- _What to do_:
(a) Summarize the article on robocars and Chinese car manufacturing in two sentences.
(b) List every car maker named in the final paragraph of the article on robocars and Chinese car manufacturing.
(c) Write the next part of the article on robocars and Chinese car manufacturing, continuing from its final sentence.

The robocar revolution has the potential to assist China in dominating vehicle manufacturing. That's the bad news -- unless you are a Chinese manufacturer. The better news is that manufacturing is only part of the car industry, and it's getting smaller.
- China has the largest car manufacturing industry, and is strong in electric cars
- Brand of the manufacturer is almost irrelevant in taxi service
- Reliability of the taxi is much less relevant
- US tech companies need manufacturing partners
- The money in ground transport is in service, not cars
Today, Chinese brands are not sold in any numbers in the USA, or almost anywhere outside of China, but China is already the largest car manufacturing country in the world. Chinese brands have no cachet (even in China, it seems) and western and Korean/Japanese brands are strong. How might that change?
Car brand is very important for people buying a car to own. In fact, the nameplate is the top source of value in a modern car sale. The difference is that we will be moving from people buying cars to own towards people buying rides.
When you order "Uber Select" (Uber's nicer-car offering) you don't care if what shows up is a Lexus, BMW or Mercedes. You don't even car if its a Hyundai Genesis, their brand-new attempt at making a luxury marquee. You are only going to ride in it for 15 minutes. It has to be comfortable, smooth and look nice, but rarely does the logo on the outside matter.
It's the Uber brand that matters (though not as much, as most people would find no difference between an UberSelect and a Lyft Premiere as far as the vehicles are concerned. And you might not even care if it's a Great Wall Wey (a Chinese luxury car you've never heard of) that picks you up if it looks nice and gives a reliable ride.
Of course, today the top makers like Mercedes, BMW, Lexus, Audi, Acura, Infiniti and others are known not just for luxury, but for quality. They make well engineered, reliable cars in a way the Chinese are not quite ready to do.

Records from a collection:

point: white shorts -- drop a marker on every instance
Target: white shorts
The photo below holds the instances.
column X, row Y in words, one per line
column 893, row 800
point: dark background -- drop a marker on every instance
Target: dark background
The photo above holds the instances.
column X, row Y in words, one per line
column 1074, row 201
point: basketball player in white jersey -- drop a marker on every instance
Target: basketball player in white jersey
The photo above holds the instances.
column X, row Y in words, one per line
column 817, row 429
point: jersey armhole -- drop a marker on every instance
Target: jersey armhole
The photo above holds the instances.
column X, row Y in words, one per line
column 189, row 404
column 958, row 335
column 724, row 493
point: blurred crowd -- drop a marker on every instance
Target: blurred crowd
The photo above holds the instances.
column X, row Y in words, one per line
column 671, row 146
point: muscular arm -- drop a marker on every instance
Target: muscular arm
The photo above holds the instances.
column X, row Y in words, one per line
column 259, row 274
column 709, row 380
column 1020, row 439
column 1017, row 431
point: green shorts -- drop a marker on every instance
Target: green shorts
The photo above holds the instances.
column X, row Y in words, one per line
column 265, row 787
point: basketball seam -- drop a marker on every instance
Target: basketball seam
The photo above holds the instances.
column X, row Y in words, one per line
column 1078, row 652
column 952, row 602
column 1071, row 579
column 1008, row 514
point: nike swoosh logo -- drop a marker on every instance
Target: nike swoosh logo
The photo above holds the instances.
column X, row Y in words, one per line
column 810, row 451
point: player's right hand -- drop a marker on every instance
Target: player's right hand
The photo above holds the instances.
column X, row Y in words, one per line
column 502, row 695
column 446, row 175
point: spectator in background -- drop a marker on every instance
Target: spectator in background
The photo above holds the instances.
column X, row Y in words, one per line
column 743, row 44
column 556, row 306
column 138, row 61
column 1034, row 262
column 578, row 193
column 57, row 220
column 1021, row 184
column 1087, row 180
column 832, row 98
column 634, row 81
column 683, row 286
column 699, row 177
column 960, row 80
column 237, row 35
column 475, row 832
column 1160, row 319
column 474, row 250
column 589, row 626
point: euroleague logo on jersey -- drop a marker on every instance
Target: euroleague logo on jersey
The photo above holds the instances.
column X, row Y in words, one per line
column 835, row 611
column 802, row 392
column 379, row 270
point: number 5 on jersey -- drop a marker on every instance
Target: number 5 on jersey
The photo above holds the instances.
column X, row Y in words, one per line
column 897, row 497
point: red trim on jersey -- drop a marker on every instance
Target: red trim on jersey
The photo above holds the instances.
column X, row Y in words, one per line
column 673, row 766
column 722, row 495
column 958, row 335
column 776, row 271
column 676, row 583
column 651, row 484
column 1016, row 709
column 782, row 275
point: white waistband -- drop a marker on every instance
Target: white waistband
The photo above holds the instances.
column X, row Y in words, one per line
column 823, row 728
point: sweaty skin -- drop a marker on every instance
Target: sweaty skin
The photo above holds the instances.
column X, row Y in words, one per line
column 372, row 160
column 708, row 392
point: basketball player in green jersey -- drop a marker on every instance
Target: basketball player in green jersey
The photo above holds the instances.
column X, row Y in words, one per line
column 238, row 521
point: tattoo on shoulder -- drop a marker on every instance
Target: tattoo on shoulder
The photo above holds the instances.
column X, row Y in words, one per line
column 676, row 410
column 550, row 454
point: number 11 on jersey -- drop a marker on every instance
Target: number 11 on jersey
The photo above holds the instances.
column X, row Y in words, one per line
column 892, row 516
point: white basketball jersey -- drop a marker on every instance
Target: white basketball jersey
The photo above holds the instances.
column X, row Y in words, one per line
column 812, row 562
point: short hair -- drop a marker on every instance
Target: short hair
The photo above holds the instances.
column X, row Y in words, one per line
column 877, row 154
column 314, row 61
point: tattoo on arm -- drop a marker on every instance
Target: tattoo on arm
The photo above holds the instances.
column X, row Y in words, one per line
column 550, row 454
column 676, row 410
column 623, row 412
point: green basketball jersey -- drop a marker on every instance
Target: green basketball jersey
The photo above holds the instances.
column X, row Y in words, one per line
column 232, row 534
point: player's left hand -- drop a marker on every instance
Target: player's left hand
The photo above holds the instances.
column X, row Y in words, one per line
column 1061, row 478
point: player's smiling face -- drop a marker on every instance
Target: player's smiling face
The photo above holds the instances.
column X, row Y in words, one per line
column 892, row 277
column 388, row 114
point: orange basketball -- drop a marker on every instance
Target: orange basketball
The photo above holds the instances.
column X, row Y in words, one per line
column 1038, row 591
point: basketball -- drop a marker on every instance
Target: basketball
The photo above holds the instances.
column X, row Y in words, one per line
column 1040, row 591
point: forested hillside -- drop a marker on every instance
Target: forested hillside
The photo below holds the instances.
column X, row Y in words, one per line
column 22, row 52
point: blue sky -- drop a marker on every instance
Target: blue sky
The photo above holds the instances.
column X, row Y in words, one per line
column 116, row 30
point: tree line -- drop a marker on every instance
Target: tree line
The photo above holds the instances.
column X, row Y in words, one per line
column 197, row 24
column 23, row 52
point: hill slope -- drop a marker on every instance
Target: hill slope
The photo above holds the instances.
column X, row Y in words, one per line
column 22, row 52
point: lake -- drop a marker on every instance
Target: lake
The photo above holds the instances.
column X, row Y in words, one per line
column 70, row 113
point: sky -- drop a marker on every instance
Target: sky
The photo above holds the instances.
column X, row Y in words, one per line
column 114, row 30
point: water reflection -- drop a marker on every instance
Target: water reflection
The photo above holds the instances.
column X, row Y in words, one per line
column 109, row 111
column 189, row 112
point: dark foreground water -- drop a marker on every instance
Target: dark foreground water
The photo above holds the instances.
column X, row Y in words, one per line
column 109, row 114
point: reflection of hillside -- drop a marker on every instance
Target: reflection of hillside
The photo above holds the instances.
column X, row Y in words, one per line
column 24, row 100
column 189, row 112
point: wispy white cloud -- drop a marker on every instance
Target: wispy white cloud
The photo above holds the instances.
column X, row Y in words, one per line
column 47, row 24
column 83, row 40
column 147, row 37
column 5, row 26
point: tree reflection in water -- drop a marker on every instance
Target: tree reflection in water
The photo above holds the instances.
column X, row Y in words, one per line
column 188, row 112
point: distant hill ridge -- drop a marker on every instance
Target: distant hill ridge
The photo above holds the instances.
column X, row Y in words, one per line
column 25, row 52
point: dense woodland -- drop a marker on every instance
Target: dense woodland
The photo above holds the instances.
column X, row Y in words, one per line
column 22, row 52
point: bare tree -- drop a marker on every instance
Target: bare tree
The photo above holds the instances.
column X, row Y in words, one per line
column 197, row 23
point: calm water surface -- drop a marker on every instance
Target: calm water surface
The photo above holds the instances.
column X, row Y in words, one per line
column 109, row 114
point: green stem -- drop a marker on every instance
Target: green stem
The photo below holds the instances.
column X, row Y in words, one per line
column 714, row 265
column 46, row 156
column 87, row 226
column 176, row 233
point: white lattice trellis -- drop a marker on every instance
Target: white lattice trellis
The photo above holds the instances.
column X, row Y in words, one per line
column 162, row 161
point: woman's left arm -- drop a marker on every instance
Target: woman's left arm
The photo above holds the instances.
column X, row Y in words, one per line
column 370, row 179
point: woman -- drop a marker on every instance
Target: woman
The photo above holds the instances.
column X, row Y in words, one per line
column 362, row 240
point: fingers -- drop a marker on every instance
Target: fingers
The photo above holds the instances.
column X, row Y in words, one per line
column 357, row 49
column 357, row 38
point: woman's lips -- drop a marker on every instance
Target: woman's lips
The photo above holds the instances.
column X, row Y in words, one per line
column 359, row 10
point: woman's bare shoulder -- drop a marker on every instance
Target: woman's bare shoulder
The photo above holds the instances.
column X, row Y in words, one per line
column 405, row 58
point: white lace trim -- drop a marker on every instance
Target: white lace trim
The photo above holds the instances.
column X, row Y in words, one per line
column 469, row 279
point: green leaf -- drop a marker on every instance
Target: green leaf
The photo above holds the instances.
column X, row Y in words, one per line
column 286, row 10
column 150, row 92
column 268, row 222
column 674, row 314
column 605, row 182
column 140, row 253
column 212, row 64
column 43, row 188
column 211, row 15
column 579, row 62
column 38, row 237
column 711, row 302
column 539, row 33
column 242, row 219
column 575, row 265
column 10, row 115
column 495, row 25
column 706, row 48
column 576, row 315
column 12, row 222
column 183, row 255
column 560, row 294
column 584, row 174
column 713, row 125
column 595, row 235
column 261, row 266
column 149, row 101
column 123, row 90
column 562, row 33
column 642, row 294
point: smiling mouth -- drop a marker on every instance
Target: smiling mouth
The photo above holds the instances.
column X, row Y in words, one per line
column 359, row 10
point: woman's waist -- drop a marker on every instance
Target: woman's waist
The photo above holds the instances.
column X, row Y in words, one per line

- _Outputs for the tasks_:
(a) The robocar revolution could help China dominate vehicle manufacturing, but manufacturing is a shrinking part of the car industry as people move from buying cars to own toward buying rides. Since riders rarely care about the logo on a car they ride in briefly, even an unfamiliar Chinese brand might be acceptable, though top makers like Mercedes, BMW and Lexus are still known for well-engineered, reliable cars in a way Chinese makers are not quite ready to match.

(b) Mercedes, BMW, Lexus, Audi, Acura, Infiniti

(c)
But do they have to? If your expensive BMW breaks down, you have to get it towed, arrange its repair and get a rental car. You're pretty angry at BMW when it does, and you paid a lot for that car to avoid that experience, and usually you do. If a car in a robotaxi fleet breaks down, you're very unlikely to even know it happened. Very rarely, a car like that might break down when you are riding in it. It would pull to the side of the road and have already summoned a replacement car. Within 2-3 minutes a new vehicle will pull up and take you on your way while the company sends a tow truck to deal with the broken car.
Of course, if it broke down while on its way to you, might might not even know it. But even the breakdown while driving will be barely worth mentioning to friends, it just didn't inconvenience you very much at all.
While the BMW will surely break down less than the Great Wall (at least for now) it also costs a great deal more. That might be worth it to avoid that owner's breakdown scenario, but it's not for a fleet breakdown. For a fleet manager, it's just a question of whether vehicle downtime cost is more or less than the extra cost of more robust engineering, with a small factor for customer inconvenience.
To top things off, I predict robocars will have fewer breakdowns. They will always been monitoring themselves, and will come loaded with sensors. They will always get proper maintenance, taking themselves to maintenance depots when it is needed. They will test all systems like brakes, steering, tires, engines and more every day or every hour when running vacant. They will never let anything get too hot or vibrate too much. Both the BMW and the cheap car will do that.